======== Supplied information
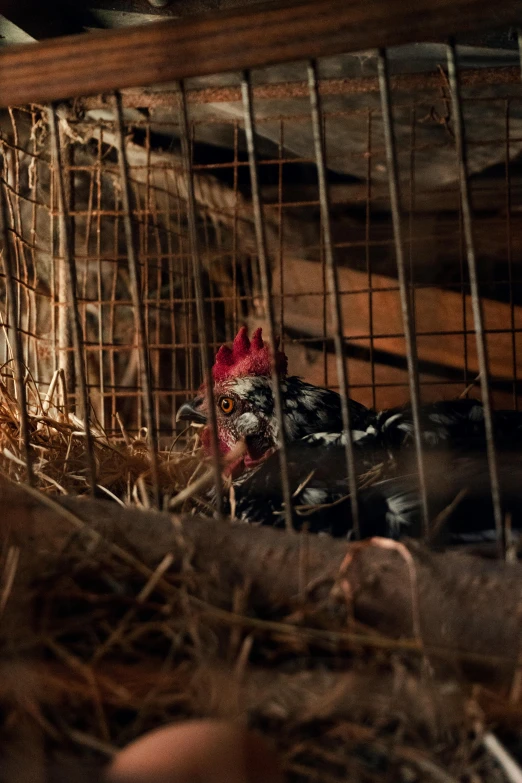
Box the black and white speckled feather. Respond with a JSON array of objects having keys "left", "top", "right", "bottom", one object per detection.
[
  {"left": 226, "top": 442, "right": 522, "bottom": 545},
  {"left": 180, "top": 330, "right": 522, "bottom": 547},
  {"left": 281, "top": 376, "right": 371, "bottom": 440},
  {"left": 305, "top": 398, "right": 522, "bottom": 455}
]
================
§ What the task asks
Print each record exactly as it stands, omitting the pictures.

§ Response to this task
Box the black and white speckled feather. Respond with a JSON array of objects having keys "left", "top", "right", "bottom", one object per detection.
[
  {"left": 226, "top": 442, "right": 522, "bottom": 545},
  {"left": 180, "top": 330, "right": 522, "bottom": 547},
  {"left": 281, "top": 376, "right": 371, "bottom": 440},
  {"left": 305, "top": 398, "right": 522, "bottom": 455}
]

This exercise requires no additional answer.